>> BEGIN Rows

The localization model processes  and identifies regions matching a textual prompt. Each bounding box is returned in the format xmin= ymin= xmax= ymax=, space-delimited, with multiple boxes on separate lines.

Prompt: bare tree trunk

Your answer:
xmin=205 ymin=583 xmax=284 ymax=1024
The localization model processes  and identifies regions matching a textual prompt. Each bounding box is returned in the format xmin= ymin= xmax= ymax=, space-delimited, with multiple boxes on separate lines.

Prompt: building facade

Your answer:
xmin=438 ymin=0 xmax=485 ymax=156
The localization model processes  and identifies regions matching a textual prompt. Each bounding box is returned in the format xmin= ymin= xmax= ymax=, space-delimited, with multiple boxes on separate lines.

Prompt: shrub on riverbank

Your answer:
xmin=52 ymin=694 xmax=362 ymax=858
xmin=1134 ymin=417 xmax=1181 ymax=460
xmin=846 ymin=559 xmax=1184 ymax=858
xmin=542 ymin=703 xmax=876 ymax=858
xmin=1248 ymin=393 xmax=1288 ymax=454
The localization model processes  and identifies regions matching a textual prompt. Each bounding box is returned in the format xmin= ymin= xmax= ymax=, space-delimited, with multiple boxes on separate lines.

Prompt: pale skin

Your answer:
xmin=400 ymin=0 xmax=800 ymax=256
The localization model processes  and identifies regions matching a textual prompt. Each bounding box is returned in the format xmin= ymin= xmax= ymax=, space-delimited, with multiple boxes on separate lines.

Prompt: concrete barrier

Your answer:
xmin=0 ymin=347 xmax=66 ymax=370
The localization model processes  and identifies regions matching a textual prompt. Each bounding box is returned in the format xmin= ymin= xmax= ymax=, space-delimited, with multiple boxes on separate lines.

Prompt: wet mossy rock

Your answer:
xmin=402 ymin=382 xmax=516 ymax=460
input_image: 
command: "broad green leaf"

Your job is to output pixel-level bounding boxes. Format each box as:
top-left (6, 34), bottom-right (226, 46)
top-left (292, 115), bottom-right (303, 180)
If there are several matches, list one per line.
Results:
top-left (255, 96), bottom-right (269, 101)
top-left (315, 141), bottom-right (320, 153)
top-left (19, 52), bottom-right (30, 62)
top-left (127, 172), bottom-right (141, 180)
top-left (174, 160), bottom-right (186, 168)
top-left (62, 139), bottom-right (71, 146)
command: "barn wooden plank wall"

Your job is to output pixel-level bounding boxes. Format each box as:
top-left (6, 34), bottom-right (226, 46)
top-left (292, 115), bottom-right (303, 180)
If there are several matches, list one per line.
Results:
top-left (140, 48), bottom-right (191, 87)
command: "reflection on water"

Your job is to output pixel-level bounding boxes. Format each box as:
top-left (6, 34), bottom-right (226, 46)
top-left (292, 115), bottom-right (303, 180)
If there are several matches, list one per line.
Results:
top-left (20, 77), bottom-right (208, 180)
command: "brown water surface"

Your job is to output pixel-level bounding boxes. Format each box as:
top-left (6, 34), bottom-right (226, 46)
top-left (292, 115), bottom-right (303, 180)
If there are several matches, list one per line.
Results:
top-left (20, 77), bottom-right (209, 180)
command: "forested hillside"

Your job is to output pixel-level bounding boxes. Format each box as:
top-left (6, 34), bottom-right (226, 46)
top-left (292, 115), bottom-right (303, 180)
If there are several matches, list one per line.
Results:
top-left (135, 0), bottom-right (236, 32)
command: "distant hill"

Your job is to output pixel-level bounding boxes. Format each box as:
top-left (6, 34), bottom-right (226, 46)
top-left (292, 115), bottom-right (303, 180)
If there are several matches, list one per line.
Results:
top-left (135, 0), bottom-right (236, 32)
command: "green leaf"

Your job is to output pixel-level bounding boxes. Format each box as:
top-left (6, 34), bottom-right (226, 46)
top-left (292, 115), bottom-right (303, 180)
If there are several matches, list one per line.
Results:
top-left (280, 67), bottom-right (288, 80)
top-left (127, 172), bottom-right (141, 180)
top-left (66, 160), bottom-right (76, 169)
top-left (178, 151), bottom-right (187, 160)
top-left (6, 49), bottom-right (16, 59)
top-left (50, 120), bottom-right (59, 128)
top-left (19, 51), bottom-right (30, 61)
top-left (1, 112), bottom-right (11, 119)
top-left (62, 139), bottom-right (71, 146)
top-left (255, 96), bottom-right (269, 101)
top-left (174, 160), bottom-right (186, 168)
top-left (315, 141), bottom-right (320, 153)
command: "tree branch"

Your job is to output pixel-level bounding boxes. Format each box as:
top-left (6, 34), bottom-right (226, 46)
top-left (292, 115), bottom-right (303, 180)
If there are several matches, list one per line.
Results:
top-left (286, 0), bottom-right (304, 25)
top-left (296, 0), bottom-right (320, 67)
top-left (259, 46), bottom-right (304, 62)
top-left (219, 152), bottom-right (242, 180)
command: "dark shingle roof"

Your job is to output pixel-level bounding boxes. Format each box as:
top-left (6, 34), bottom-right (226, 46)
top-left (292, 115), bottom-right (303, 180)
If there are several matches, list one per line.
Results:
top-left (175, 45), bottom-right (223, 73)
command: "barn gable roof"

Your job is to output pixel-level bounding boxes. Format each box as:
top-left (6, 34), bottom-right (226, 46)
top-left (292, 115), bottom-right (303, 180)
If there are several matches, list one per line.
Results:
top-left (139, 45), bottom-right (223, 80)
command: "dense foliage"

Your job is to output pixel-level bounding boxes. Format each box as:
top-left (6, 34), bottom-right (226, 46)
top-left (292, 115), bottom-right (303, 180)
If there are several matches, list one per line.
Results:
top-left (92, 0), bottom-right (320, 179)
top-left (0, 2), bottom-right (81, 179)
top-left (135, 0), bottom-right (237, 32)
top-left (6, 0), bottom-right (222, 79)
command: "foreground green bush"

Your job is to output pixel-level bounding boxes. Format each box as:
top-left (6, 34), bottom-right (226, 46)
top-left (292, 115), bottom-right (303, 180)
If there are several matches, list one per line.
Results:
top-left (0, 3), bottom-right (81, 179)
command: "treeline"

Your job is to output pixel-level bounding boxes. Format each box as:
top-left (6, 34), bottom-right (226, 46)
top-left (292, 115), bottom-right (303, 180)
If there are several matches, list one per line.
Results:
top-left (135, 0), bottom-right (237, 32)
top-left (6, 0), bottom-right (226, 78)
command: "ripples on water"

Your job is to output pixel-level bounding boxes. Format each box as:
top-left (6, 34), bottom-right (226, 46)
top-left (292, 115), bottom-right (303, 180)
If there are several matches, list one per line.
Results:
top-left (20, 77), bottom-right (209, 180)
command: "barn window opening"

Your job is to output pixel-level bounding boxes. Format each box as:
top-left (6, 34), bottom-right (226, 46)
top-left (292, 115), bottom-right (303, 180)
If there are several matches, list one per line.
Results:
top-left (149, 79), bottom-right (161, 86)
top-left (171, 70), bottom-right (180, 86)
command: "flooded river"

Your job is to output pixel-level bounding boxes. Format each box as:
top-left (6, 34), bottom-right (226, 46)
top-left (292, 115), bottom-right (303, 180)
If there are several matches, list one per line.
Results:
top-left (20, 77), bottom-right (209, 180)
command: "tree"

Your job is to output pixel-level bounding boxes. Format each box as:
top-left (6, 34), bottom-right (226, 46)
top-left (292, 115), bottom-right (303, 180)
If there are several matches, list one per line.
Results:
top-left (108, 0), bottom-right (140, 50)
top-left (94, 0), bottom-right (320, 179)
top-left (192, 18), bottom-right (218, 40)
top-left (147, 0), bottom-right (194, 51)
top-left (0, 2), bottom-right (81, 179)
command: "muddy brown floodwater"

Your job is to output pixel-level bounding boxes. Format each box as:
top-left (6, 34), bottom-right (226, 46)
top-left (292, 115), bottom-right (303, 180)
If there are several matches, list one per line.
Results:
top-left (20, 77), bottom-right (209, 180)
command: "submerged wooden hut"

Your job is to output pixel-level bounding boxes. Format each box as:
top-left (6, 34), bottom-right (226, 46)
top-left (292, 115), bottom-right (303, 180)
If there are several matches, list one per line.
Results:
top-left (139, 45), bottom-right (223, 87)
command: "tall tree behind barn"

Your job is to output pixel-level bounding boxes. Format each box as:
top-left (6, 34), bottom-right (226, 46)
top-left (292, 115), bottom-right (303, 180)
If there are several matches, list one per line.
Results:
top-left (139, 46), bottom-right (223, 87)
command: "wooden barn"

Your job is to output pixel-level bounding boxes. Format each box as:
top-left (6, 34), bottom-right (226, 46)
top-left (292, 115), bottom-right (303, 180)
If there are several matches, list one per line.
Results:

>> END Rows

» **Exercise requirements**: Render the material above as a numbered list, starting at its first line and stopping after the line that contains "xmin=205 ymin=583 xmax=284 ymax=1024". Leave out blank lines.

» **Response**:
1. The localization model processes  and identifies regions matching a textual prompt. Each bounding box is returned in the format xmin= ymin= xmax= ymax=, space-delimited, with multiple boxes on separate lines.
2. Prompt: bare tree trunk
3. Your answer:
4. xmin=205 ymin=583 xmax=284 ymax=1024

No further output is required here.